• [What the task asks]: Reproduce each of the following items verbatim, line for line.

• [Provided material]:
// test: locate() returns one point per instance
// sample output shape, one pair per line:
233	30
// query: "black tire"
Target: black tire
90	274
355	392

• [Reply to the exercise]:
// test: locate() returns one point per instance
// sample output shape, one pair per line:
233	30
// query: "black tire"
Target: black tire
90	274
355	392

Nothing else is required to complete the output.